**原文:**
'''
理系出身作家が気になる 「容疑者Xの献身」 [ミステリーを楽しみたいときに]
「容疑者Xの献身」 東野圭吾 文芸春秋 2005年
理系出身の作家が最近気になる。
東野氏の電気工学科出身で、エンジニアの仕事をしながら小説を書いていたという。
この作品は、「探偵ガリレオ」でおなじみ、物理学者湯川助教授と大学時代、
その同級生で同じクラブにいた捜査一課にいる草薙刑事が登場する。
しかし、今回はいつも変わり者扱いの湯川教授の人間的な一面を垣間見ることの出来る
味わいのある作品になっている。
ただ、謎解きのヒントを草薙刑事にさりげなく示すいつものスタイルではなく、
自分から動く湯川助教授の姿に、今までになく親近感を感じるのだ。
話は推理物なので詳しくは書かないし、もう冒頭から犯人は分かっているいわゆる
「コロンボスタイル」で読み進める形になる。
ある男が指の指紋を消され、顔もわからない状態で殺されてしまった。
その元妻が最重要参考人として容疑をかけられる。
'''
**目的:**
上に示した「容疑者Xの献身」の書評を、最後の文の後から書き継いでください。

**提示資料:**
'''
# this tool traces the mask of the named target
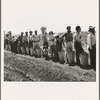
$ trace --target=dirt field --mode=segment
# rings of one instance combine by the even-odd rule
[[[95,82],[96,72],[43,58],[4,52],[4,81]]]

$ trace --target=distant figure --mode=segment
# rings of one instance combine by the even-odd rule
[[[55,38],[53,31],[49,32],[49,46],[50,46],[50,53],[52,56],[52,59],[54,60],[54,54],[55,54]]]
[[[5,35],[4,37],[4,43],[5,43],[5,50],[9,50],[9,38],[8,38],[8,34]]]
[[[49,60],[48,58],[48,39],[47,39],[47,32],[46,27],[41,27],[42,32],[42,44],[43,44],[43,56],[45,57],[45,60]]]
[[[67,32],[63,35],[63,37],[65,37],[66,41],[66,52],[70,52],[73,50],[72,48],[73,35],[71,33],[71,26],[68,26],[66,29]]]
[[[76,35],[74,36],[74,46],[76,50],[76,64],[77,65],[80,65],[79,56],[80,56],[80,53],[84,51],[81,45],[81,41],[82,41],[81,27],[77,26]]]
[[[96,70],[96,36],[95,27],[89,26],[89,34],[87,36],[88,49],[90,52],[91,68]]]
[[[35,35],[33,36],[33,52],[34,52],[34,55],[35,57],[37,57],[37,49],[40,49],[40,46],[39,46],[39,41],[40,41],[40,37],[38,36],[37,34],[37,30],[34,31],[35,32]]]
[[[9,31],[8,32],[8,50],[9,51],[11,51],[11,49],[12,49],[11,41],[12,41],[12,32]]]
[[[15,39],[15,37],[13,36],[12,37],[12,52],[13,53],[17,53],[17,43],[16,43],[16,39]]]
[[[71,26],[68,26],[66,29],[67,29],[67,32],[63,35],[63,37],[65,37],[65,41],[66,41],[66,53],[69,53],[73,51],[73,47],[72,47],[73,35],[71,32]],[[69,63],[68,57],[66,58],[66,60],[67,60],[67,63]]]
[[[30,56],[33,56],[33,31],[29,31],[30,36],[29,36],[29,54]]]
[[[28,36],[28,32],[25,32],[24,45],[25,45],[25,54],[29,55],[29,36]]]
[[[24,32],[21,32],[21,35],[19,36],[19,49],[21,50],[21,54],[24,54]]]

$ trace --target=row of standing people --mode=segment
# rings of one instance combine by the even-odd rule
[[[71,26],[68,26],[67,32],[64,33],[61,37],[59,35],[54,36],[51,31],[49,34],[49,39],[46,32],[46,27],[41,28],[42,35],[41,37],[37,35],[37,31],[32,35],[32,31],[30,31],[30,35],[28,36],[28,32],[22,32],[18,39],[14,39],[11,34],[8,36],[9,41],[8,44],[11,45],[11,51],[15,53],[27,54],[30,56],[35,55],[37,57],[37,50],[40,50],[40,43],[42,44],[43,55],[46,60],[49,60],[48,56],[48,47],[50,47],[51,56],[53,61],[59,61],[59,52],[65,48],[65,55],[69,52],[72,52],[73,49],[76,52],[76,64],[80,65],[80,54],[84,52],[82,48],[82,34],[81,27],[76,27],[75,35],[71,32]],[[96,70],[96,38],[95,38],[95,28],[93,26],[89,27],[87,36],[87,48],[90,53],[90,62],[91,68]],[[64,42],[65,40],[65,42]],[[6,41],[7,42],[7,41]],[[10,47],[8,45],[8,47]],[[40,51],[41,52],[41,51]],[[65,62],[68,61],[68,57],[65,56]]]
'''
'''
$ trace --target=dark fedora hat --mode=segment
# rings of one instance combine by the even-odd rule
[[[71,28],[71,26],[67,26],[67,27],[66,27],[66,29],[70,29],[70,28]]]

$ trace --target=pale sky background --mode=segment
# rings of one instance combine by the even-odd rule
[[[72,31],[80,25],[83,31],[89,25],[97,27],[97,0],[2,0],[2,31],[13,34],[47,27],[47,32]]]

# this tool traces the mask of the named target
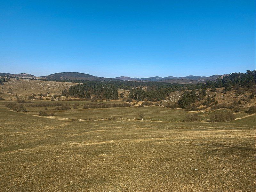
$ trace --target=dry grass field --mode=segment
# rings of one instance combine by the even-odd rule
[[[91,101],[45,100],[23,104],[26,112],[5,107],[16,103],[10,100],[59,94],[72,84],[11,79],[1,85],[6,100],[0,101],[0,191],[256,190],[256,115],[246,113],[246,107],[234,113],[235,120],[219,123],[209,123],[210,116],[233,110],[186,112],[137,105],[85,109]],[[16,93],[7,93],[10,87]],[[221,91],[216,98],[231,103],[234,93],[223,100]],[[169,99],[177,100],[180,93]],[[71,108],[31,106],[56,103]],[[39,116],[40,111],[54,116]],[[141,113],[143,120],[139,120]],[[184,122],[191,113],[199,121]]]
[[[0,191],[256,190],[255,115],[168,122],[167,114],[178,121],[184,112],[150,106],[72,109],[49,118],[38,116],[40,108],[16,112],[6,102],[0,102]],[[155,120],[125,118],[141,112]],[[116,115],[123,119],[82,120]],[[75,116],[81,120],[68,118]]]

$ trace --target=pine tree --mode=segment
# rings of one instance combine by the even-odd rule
'''
'''
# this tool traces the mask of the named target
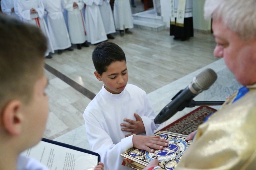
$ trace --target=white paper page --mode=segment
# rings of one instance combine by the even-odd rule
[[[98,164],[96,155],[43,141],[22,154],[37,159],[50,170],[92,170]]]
'''
**記述回答:**
彼女は殺された元夫とは離婚していたが、離婚後も居場所を執拗に追いかけられ、
二度と会いたくないと身を隠して娘と二人、生きてきたという過去があった。
容疑をかけられるには十分な動機。
しかし、彼女には鉄壁のアリバイがあった。
一方、いつものように研究室にやってきた草薙刑事から、
湯川は自分の知っている大学時代の同級生がその容疑者の住むアパートの隣に
住んでいることを聞かされる。
湯川にとって、深い印象に残っていた彼。
湯川は自主的に彼に会いにいくことになるのだが・・・。
論理的思考が思わぬ展開を用意している。
しかし、その論理も人の心の底の底までは読みきれなかったか?
最後の最後まで楽しめる推理物だといえよう。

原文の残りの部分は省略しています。